TEXT SECTION.
++++++++++
# Captain K Dancy



## borderreiver (Oct 11, 2008)

Chief mate of the tug Turmoil 
I believe this incident got me started on my sea gong.

http://www.telegraph.co.uk/news/obi.../naval-obituaries/10236118/Kenneth-Dancy.html


----------



## woodend (Nov 23, 2009)

R.I.P. and condolences to his family and friends. The incident certainly brought home to a great many people that television had its advantages and was here to stay. There were many people following the TURMOIL saga.


----------



## ben27 (Dec 27, 2012)

good day borderreiver,sm.yesterday,17:42.re:captain k dancy.he was certainly a hero.and had much courage.an amazing true story.may he rest in peace,and my condolences to his family.thank you for posting.regards ben27


----------



## tsell (Apr 29, 2008)

Sad to hear of the passing of a very brave man. 
We were in the same storm on the Sheaf Arrow when the Flying Enterprise crossed our bow on Christmas Eve in a dangerous move.
++++++++++
DATA RECORDS.

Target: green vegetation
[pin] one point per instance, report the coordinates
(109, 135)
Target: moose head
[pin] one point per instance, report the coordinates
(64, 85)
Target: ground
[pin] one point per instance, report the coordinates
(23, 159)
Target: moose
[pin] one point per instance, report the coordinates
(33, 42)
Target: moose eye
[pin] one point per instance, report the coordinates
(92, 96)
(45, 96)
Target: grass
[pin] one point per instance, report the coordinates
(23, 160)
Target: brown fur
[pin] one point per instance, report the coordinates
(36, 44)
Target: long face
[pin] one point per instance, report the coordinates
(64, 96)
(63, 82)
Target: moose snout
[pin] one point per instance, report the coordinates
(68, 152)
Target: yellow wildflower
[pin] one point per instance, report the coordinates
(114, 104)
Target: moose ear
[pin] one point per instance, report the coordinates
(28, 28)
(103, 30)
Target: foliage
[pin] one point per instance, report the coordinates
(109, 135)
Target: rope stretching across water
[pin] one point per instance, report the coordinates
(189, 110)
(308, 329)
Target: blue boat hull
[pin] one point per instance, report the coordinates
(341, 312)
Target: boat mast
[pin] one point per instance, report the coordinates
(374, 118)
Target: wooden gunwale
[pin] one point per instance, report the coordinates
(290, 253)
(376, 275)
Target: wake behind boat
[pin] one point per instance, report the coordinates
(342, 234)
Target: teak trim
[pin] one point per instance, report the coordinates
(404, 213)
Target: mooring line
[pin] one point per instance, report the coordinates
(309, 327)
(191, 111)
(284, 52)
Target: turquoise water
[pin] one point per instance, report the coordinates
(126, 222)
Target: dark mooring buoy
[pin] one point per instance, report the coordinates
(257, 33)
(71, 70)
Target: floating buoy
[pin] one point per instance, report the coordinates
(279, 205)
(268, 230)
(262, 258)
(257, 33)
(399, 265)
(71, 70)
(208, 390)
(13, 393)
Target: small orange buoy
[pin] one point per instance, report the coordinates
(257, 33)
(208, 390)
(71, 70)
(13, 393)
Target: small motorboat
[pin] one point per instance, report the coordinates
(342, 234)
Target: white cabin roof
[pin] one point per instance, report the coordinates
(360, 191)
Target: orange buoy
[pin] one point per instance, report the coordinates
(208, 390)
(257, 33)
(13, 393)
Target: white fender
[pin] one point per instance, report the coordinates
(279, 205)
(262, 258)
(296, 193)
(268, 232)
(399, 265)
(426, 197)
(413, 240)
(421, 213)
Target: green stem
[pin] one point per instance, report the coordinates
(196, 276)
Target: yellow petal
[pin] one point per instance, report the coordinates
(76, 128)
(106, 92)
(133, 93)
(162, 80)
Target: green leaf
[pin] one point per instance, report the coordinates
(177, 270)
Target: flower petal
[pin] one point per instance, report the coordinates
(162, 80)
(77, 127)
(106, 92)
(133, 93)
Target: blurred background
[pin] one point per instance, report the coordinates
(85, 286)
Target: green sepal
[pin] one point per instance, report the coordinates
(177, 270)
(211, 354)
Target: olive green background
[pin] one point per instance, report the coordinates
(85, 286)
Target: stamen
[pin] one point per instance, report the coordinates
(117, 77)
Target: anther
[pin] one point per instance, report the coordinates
++++++++++
GIVEN REQUEST 1.
Answer these questions using the forum thread about Captain K Dancy:
(a) What position on the tug Turmoil does the first post say Dancy held?
(b) According to woodend, what did the incident bring home to many people about television?
(c) On which ship was tsell during the storm?
GIVEN REQUEST 2.
Resume the forum thread about Captain K Dancy, starting right after its final sentence.

EXERCISE RESPONSE 1.
(a) Chief mate.
(b) That television had its advantages and was here to stay.
(c) The Sheaf Arrow.

EXERCISE RESPONSE 2.
The Aldis Lamp was shone onto her bridge and there appeared to be nobody in her wheelhouse, leading our Captain and Mate to conclude that, "She's on Iron Mike!" The conjecture was, that being Christmas Eve, all were having a great time below, hence our near collision when she didn't give way. We were advised to say nothing about it.
The subsequent events were to remain in my memory to this day.

Taff


----------



## tiachapman (Mar 25, 2008)

one of the old school R I P matey


----------



## Barrie Youde (May 29, 2006)

R.I.P.

A truly inspirational man in terms of courage and effort. He certainly inspired me, at the age of eight.


----------



## Varley (Oct 1, 2006)

He gets a fulsome obituary in yesterday's Times.


----------



## R58484956 (Apr 19, 2004)

RIP Captain Dancy


----------



## LouisB (Dec 23, 2007)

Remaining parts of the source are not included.